→ Supplied information:
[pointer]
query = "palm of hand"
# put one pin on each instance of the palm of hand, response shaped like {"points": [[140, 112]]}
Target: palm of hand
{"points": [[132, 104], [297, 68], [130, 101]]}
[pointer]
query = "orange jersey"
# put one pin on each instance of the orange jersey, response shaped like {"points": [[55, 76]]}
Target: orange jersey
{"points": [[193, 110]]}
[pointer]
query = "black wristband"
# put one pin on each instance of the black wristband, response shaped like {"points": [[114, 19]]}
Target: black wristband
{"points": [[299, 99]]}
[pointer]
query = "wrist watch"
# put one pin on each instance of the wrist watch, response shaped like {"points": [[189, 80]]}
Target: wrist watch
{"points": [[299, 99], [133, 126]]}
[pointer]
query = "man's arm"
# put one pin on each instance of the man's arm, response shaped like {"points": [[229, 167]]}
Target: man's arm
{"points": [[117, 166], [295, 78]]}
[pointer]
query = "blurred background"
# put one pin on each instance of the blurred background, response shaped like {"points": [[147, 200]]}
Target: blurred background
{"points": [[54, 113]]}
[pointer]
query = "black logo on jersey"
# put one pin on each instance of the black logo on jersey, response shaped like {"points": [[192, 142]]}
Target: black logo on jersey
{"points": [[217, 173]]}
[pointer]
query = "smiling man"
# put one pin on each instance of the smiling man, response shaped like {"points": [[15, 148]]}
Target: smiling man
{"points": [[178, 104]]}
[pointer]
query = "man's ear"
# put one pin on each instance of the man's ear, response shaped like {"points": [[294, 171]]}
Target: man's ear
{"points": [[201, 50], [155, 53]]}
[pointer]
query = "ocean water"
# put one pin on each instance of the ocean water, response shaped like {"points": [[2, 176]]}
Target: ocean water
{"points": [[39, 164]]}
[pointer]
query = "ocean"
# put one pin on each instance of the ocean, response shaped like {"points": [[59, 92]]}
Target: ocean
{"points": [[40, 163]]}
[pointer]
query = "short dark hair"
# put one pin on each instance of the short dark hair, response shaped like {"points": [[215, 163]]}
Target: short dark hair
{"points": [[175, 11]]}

→ What you need to do: Your task is to retype all of the records exactly.

→ In response:
[pointer]
query = "palm of hand"
# put one pin on each instance of the palm of hand, response shaped like {"points": [[140, 112]]}
Target: palm of hand
{"points": [[132, 104], [297, 68], [130, 101]]}
[pointer]
query = "orange jersey"
# put one pin on each instance of the orange jersey, response shaped like {"points": [[55, 76]]}
Target: orange jersey
{"points": [[193, 110]]}
[pointer]
query = "black wristband"
# put one pin on each instance of the black wristband, response shaped like {"points": [[114, 19]]}
Target: black wristband
{"points": [[299, 99]]}
[pointer]
query = "wrist watch"
# put one pin on each instance of the wrist watch, response shaped like {"points": [[189, 80]]}
Target: wrist watch
{"points": [[299, 99], [133, 126]]}
[pointer]
query = "man's arm"
# put one pin on each instance of the man's arm, response shaped like {"points": [[229, 167]]}
Target: man's arm
{"points": [[117, 166], [295, 78]]}
[pointer]
query = "blurred background"
# put one pin on each instance of the blurred background, response shaped like {"points": [[147, 200]]}
Target: blurred background
{"points": [[54, 113]]}
[pointer]
query = "black logo on jersey"
# put one pin on each instance of the black logo on jersey, response shaped like {"points": [[192, 142]]}
Target: black logo on jersey
{"points": [[217, 173]]}
[pointer]
query = "smiling man"
# put one pin on each instance of the smiling man, response shaped like {"points": [[15, 148]]}
Target: smiling man
{"points": [[178, 104]]}
[pointer]
query = "man's ear"
# put one pin on each instance of the man's ear, response shaped like {"points": [[294, 171]]}
Target: man's ear
{"points": [[201, 50], [155, 53]]}
[pointer]
query = "ocean water"
# put one pin on each instance of the ocean water, response shaped like {"points": [[2, 176]]}
Target: ocean water
{"points": [[39, 164]]}
[pointer]
query = "ocean"
# put one pin on each instance of the ocean, response shaped like {"points": [[59, 92]]}
Target: ocean
{"points": [[40, 163]]}
[pointer]
query = "short dark hair"
# put one pin on each instance of the short dark hair, response shaped like {"points": [[215, 163]]}
Target: short dark hair
{"points": [[175, 11]]}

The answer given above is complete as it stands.